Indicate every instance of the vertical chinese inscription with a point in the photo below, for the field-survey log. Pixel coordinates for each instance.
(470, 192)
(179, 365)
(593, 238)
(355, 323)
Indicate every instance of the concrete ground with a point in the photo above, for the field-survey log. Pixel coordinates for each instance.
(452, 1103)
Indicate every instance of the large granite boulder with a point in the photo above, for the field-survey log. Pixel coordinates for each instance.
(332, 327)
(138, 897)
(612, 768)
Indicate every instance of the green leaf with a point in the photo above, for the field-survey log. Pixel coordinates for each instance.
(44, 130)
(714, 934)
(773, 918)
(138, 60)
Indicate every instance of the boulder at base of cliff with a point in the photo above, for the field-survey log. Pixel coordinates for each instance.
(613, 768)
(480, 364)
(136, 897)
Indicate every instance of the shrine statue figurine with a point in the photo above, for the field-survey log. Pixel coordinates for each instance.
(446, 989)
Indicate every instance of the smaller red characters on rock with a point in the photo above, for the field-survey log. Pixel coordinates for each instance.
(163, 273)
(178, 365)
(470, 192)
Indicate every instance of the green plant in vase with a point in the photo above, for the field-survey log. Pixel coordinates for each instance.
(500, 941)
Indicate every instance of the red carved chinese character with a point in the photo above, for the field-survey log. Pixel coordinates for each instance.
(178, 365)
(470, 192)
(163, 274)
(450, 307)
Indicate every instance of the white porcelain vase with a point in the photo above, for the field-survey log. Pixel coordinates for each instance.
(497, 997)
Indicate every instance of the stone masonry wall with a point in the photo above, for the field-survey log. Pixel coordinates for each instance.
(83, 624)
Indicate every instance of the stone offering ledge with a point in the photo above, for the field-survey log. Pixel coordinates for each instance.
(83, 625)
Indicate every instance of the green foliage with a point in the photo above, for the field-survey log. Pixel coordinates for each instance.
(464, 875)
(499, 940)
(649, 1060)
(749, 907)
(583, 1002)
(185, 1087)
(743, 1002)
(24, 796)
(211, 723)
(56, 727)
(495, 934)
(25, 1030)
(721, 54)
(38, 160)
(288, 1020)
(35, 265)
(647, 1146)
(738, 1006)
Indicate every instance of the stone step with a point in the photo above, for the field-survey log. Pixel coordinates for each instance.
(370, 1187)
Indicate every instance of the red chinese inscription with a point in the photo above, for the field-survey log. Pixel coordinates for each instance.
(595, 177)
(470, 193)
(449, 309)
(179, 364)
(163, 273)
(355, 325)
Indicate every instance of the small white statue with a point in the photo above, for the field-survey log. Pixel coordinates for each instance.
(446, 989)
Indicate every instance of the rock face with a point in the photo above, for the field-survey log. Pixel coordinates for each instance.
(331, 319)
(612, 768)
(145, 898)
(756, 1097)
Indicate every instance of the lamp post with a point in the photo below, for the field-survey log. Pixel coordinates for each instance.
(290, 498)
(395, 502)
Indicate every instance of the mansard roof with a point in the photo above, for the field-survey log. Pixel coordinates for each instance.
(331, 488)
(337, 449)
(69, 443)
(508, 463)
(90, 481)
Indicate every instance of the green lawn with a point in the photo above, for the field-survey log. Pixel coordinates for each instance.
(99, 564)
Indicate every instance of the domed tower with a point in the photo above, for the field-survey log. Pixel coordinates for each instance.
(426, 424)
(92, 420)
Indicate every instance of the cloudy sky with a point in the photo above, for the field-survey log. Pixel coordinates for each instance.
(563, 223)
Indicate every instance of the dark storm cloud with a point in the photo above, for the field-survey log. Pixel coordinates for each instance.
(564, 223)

- WORK TO COMPLETE -
Rewrite the entries above, switching "field-survey log" to "site inventory" everywhere it occurs and leaving everything else unchanged.

- RESULT BELOW -
Indicate every instance of the vertical chinese inscription with a point in the photo below, for the site inventory. Pixel coordinates for each instance.
(470, 192)
(179, 365)
(593, 238)
(355, 323)
Indicate every instance of the concrete ground with a point in the photo above, for the site inventory. Pixel coordinates for each instance.
(452, 1103)
Indicate every instance of the large granite boulder with a point in the photo above, for the site inventory. Pixel coordinates for each instance.
(332, 327)
(138, 897)
(612, 768)
Indicate every instance of the green leaf with a point in the photo above, for the site inventory. Pixel coordinates for each instance.
(44, 130)
(714, 934)
(773, 918)
(138, 60)
Indicate every instance of the boulder at base of cliff with a point in the photo above, for the site inventory. Pixel coordinates for each instance.
(613, 768)
(480, 364)
(136, 897)
Indicate every instance of the shrine statue figurine with a point in the photo above, for the site inventory. Pixel coordinates for each instance.
(446, 989)
Indicate every instance of the smaller red characters on rock with a point in the photo above, for the site inventory. Pixel coordinates for each instance.
(163, 273)
(178, 365)
(470, 192)
Indicate every instance of the green plant in vase with a point in the photo above, for the site inventory. Pixel coordinates for each instance.
(500, 941)
Indicate every instance of the red carved chinese character with a point in the photo above, for the site inventory. Pixel coordinates for each instance.
(178, 365)
(470, 192)
(163, 274)
(450, 307)
Indicate every instance of the white porcelain vase with a point in the photo above, for the site inventory. Pixel coordinates for each instance.
(497, 997)
Indicate every instance of the stone masonry wall with a point in the photo above, for the site inventory. Pixel coordinates for each instance.
(83, 624)
Indicate every instance of the stone offering ledge with a point in the photo above, for the site inventory. Pixel coordinates for each instance.
(83, 625)
Indicate every instance of the green foliage with a point in the photo above, for the site inventory. Pixel coordinates for each instance.
(464, 875)
(499, 940)
(649, 1060)
(749, 907)
(583, 1002)
(185, 1087)
(743, 1002)
(24, 796)
(211, 723)
(56, 727)
(495, 934)
(25, 1030)
(721, 54)
(38, 160)
(288, 1020)
(35, 265)
(647, 1146)
(738, 1006)
Indicate every instance of the stone step with a point in the photo above, for the site inventory. Pixel coordinates for each instance.
(370, 1187)
Indicate every instance of the red chinese inscription with a point in the photo above, for the site inventory. Pixel coordinates for each instance.
(595, 177)
(470, 193)
(449, 309)
(179, 364)
(163, 273)
(355, 325)
Indicate every instance of the small white statue with a point in the photo above, for the site inventory. Pixel coordinates for each instance.
(446, 989)
Indicate every instance of the rock face with a point in the photo above, for the site inventory. Pixel coordinates for each instance.
(331, 319)
(612, 768)
(145, 898)
(756, 1097)
Indicate every instance of the lamp post with a point in the photo below, for the site inventory. Pixel coordinates for each instance.
(290, 498)
(395, 502)
Indicate every instance of the mansard roof with a point in the photo above, for the site inventory. Pixel coordinates for each instance.
(331, 488)
(337, 449)
(69, 443)
(508, 463)
(90, 481)
Indicate every instance of the green lawn with a point in the photo above, for the site inventory. Pixel coordinates for each instance.
(99, 564)
Indicate every instance of the domed tower with a point in the photo above, for the site inventory. Pixel coordinates for each instance.
(426, 424)
(92, 420)
Indicate every instance of the cloudy sky with a point in the photo above, for the site inventory. Pixel coordinates for each instance.
(563, 223)
Indicate every instance of the dark storm cloud with a point in the photo above, for the site inventory. Pixel coordinates for each instance.
(564, 223)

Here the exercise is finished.